■ **Required task 1**
In the reflection below, what does the writer say they do instead of praying and seeking God's help?

■ **Document excerpt**
▬▬▬▬▬▬

I have no idea how that encounter ended, but as I thought about it later, I realized that sometimes I’m probably a lot like that screaming child. For whatever reason, the child had had enough. She may have been tired, hungry, or just feeling cranky, but she was missing an opportunity to see and explore scores of aquatic animals that most people never have the opportunity to see, not to mention the privilege of sharing a special time with her mom. I wonder if that’s how I am sometimes with God. Sometimes I may not like, or be ready, for the things that God allows into my life. Yet instead of praying and seeking His help to understand and make my way through the situation, I cry and plead for something else. He may be trying to give me an unbelievable opportunity, yet I am blinded by what I want or what I can see and understand with my own limited vision. I’m screaming “I don’t want to ___________” instead of yielding to the One who has something unbelievable in store for me.

▬▬▬▬▬▬

Data items
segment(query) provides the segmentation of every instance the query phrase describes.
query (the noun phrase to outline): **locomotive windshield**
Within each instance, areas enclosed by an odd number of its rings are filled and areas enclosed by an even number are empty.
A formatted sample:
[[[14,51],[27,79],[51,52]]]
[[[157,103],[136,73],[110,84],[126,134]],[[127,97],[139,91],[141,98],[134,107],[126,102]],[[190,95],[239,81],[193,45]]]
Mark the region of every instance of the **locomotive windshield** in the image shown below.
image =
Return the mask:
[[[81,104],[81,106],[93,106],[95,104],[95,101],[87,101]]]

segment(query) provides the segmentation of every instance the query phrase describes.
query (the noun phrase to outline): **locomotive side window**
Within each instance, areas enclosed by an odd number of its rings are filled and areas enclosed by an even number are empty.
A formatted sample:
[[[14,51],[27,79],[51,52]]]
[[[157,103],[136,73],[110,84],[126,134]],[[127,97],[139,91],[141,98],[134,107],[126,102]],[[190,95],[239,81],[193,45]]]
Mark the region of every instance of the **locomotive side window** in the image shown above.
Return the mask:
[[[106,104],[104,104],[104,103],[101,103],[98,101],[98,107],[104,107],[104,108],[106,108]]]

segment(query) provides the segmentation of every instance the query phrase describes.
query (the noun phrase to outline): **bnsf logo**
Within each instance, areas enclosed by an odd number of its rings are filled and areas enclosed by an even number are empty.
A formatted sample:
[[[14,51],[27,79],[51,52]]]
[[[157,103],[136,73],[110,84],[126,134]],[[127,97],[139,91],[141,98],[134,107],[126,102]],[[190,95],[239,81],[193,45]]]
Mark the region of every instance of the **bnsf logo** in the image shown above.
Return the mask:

▬▬▬▬▬▬

■ **Required task 2**
Please print the part of the rows that opens with their first line and closes with the line containing "[[[81,104],[81,106],[93,106],[95,104],[95,101],[87,101]]]", including both of those lines.

■ **Correct answer 1**
They cry and plead for something else.

■ **Correct answer 2**
segment(query) provides the segmentation of every instance the query phrase describes.
query (the noun phrase to outline): **locomotive windshield**
Within each instance, areas enclosed by an odd number of its rings are filled and areas enclosed by an even number are empty.
A formatted sample:
[[[14,51],[27,79],[51,52]]]
[[[157,103],[136,73],[110,84],[126,134]],[[127,97],[139,91],[141,98],[134,107],[126,102]],[[190,95],[239,81],[193,45]]]
Mark the region of every instance of the **locomotive windshield** in the image shown below.
image =
Return the mask:
[[[81,104],[81,106],[93,106],[95,104],[95,101],[87,101]]]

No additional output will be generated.